PROBLEM A: In the passage about Bakr's years at the University of Miami, what car did Bakr drive?

TEXT SEGMENT:

>>

Bakr joined a clique at the engineering school that seemed oblivious to all this. “We never talked about race or the war,” recalled Joaquin Avino, a Cuban American classmate. “The only thing we talked about was graduating, getting a job, becoming an engineer, and making some money.” Many of the civil engineering students were second-generation Cuban exiles; they belonged to “a relatively conservative culture within the university,” said John Hall, another classmate. Most commuted to school from their parents’ homes. Hall’s father was a city fireman; Avino worked part-time as a baggage handler at the airport. Bakr fit right in—quiet, serious, pleasant, a bookworm, with no interest in rambunctious student life. He was particularly friendly with the Cubans, and he partnered with them on lab projects that involved analyzing soil composition and calculating stability and stress in building structures. At exam time, his results were solid but average. He stood out among the twenty to thirty students in the civil engineering course only because he wore silk shirts and drove a Cadillac Seville.5
He lived off campus in a suburban rambler with a small swimming pool in the Kendall/Pinecrest neighborhood, just south of Coral Gables. His neighbors included an elementary school and a “Youth For Christ” facility. Family joined him eventually. His half-brother Omar also enrolled in the University of Miami’s engineering school, class of 1974, and rented an apartment a half mile from Bakr’s house. At one point, Bakr returned home to marry, and he brought his new wife to Miami. She was Haifa Nabulsi, a beautiful Syrian blonde whom he had first met in Damascus when she was about sixteen; she came from an exiled Palestinian family originally from Nazareth. While Bakr completed his studies, Haifa gave birth to two sons, Nawaf and Firas; the Bin Ladens obtained American passports for each of the boys. Bakr would not permit his university classmates to socialize with his wife, and he made a lasting impression on one of them while describing his family when he mentioned that no man in Saudi Arabia bothered to count how many sisters he had. Still, apart from these cultural idiosyncrasies, with his big-finned car, his young boys, his house on a manicured corner lot, and his earnest sense of purpose, Bakr seemed to some of his classmates to be just like them—a young immigrant householder in pursuit of the American dream. As they got to know him better, however, they learned that he would be returning to his family’s business in Saudi Arabia after graduation. Bakr offered one Cuban American classmate, Jorge Rodriguez, a job in Jeddah at double the starting salary he could expect to earn in the United States, but Jorge’s wife announced, “By no means—I’m staying in America.” Bakr departed and they gradually lost touch with him.6
In Jeddah he and his family moved into one of the suburban villas at the Kilo 7 family compound. Carmen Bin Laden befriended Haifa and found her “open-minded and lively”; they tanned together beside Haifa’s swimming pool and “howled with laughter at how depraved the mothers-in-law would think us if they caught sight of our bathing suits.” Carmen found Bakr formal but kind, and unlike some Saudi men, he did not criticize or shun Haifa when she gave birth to a daughter. Bakr was religious but not insistent or strident. He prayed punctually when in Saudi Arabia, but when he traveled to France, he did not search for mosques or carry a prayer rug to business meetings. “He is the type of person who doesn’t like to attract the attention of others for things that are not necessary,” said a longtime business partner.7
At the office, Bakr tried to keep up with Salem’s demands and peripatetic deal making. Gradually other brothers returned to the kingdom with engineering degrees to ease some of his burden. Ghalib ran the construction equipment yard, helped to manage procurement from Caterpillar, and supervised projects in the field. Omar supervised complex building projects on his own.

<<

PROBLEM B: Collect every row that contains the string "mountain".

Boundary annotation records:
>>

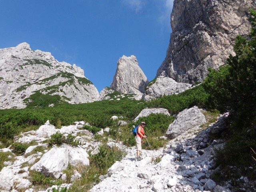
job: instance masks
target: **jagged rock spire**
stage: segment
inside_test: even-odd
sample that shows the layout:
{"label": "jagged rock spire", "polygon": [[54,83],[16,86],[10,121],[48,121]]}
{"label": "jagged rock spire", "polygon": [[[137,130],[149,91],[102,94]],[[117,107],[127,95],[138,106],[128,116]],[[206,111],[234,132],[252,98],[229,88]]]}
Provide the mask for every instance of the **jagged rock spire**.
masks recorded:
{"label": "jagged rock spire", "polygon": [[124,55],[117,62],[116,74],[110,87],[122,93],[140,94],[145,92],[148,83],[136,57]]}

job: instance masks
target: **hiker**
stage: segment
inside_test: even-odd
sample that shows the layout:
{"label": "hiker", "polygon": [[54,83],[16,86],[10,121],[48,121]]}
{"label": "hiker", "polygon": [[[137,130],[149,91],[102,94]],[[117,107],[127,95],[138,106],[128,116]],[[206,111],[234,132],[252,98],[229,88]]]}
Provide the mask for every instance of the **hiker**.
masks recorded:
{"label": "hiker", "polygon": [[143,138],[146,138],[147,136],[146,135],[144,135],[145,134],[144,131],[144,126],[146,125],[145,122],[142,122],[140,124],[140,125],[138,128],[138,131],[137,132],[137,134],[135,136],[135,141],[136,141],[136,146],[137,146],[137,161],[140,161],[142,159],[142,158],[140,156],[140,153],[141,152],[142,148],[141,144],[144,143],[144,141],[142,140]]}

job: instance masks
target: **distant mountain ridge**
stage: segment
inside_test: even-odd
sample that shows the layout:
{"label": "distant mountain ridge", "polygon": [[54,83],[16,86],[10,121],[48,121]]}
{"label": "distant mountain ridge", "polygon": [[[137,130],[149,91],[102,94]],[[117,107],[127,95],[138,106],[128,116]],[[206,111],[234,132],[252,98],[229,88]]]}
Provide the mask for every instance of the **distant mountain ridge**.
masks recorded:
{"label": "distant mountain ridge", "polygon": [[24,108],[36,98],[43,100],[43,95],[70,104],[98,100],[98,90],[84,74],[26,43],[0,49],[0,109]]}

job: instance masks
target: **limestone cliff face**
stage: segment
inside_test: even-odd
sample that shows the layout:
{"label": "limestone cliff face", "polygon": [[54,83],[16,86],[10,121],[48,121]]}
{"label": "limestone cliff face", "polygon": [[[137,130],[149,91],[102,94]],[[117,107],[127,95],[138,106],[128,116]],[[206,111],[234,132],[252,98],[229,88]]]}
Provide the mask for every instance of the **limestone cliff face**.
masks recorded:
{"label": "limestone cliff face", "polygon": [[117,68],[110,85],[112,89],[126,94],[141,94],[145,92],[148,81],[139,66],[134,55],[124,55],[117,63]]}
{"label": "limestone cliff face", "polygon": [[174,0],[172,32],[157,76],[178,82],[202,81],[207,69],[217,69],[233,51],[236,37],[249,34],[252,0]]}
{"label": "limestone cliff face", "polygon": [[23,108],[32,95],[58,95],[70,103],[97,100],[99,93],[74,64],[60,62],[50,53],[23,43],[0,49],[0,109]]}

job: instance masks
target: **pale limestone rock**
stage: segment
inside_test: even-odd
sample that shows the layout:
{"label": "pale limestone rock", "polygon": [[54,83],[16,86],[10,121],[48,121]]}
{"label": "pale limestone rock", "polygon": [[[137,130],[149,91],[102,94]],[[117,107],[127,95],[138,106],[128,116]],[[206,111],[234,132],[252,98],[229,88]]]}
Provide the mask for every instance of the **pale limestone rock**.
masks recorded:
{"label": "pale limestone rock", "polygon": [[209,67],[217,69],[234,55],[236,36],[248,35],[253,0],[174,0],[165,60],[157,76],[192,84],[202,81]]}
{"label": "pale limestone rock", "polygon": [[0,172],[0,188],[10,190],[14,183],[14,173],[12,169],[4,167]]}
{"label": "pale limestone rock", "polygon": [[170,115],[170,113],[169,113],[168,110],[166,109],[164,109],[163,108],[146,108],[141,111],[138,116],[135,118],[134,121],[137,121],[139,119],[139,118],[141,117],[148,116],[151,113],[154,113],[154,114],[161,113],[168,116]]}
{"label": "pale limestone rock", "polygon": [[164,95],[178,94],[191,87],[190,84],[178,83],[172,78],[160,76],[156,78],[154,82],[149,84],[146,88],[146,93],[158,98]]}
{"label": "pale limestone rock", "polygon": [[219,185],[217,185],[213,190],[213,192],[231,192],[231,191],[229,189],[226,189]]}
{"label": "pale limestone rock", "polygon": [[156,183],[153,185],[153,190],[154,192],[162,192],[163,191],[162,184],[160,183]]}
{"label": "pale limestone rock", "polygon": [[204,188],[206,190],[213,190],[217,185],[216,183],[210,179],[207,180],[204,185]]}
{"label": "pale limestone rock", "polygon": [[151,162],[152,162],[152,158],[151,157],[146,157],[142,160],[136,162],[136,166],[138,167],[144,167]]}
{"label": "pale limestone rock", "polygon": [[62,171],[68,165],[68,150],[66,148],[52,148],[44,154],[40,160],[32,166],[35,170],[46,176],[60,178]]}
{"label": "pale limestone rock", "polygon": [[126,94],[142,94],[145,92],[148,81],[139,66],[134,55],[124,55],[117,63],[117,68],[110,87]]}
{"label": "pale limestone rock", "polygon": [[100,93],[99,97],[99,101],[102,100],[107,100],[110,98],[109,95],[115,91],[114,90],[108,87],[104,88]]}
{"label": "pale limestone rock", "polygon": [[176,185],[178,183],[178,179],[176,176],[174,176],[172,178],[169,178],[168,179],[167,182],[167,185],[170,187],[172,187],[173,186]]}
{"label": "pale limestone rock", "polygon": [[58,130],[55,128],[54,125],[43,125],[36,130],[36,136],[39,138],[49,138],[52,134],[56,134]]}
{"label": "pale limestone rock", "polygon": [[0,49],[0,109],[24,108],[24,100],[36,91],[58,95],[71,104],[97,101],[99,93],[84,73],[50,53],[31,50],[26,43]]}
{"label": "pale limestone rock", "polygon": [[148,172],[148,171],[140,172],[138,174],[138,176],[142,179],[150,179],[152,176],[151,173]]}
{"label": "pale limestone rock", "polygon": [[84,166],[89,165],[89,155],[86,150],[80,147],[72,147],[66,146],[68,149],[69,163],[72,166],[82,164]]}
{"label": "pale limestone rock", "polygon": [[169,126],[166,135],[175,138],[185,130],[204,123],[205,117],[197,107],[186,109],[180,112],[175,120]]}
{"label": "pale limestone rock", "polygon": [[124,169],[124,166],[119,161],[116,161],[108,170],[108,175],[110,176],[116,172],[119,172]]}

<<

FULL ANSWER A: A Cadillac Seville.

FULL ANSWER B:
target: **distant mountain ridge**
{"label": "distant mountain ridge", "polygon": [[54,83],[16,86],[10,121],[48,121]]}
{"label": "distant mountain ridge", "polygon": [[[137,130],[149,91],[102,94]],[[117,107],[127,95],[138,106],[128,116]],[[206,111],[234,132],[252,98],[229,88]]]}
Provide the mask for every instance of the **distant mountain ridge**.
{"label": "distant mountain ridge", "polygon": [[24,108],[36,98],[43,100],[43,95],[70,104],[98,100],[98,90],[84,74],[26,43],[0,49],[0,109]]}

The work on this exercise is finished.